Start of MATERIAL SHOWN

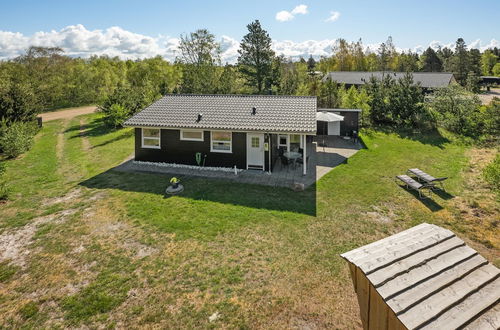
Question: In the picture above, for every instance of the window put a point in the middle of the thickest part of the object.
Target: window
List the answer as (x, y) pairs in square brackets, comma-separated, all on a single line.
[(295, 142), (151, 138), (221, 141), (283, 141), (191, 135), (255, 143)]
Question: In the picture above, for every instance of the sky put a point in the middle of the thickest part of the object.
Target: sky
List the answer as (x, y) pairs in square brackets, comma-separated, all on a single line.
[(139, 29)]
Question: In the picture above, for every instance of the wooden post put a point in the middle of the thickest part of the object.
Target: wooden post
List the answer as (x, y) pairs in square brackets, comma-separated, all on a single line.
[(304, 156)]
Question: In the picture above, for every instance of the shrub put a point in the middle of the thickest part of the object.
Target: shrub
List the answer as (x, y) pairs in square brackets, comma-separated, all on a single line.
[(17, 138), (491, 173), (115, 115), (124, 102)]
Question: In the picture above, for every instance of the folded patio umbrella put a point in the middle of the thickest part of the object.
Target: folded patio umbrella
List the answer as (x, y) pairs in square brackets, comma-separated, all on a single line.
[(328, 116)]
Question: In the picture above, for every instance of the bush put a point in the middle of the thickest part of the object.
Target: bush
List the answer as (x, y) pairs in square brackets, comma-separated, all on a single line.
[(491, 173), (124, 102), (17, 138), (115, 115)]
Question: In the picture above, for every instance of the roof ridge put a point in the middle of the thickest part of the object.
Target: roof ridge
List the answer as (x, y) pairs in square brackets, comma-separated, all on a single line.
[(403, 72), (242, 95)]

End of MATERIAL SHOWN

_YOUR INSTRUCTIONS_.
Please reproduce exactly the lines in the listing above from the one containing "Question: In the picture above, for every instance of the sky" through the one containing "Target: roof ridge", both included, and nothing more.

_SOLUTION FOR THIS TASK_.
Question: In the picture above, for every instance of the sky put a point in the middle of the thickest part of the object.
Target: sky
List the answer as (x, y) pairs in square brackets, comma-separated, all on a single line.
[(139, 29)]
Question: In the picture above, for every instance of the wooden post put a point in the middle of the thickest part of the object.
Target: wooden post
List the answer as (x, y) pairs in square brackets, comma-separated, all on a single line.
[(304, 156)]
Question: In the picture above, for every instance of the shrub put a point in the middle of the thickest part of the object.
Target: shrub
List the answer as (x, y) pairs in square brackets, comma-separated, all on a single line.
[(17, 138), (491, 173), (115, 115), (124, 102)]
Question: In the picture above, for every instance of the folded patio umbrella put a point in the middle of the thickest part of the object.
Target: folded patio umbrella
List the answer as (x, y) pairs in square brackets, comma-separated, all on a single line.
[(328, 116)]
Question: In the picture above, for every instance of the bush put a point in the middle of the thickest part of the object.
Target: bush
List the answer as (x, y) pairs in square brackets, comma-separated, all on a single line.
[(491, 173), (124, 102), (17, 138), (115, 115)]
Question: In the picture above, for every instance of the roof ridge put a point in the middle of the thickest part of the object.
Target: roof ridge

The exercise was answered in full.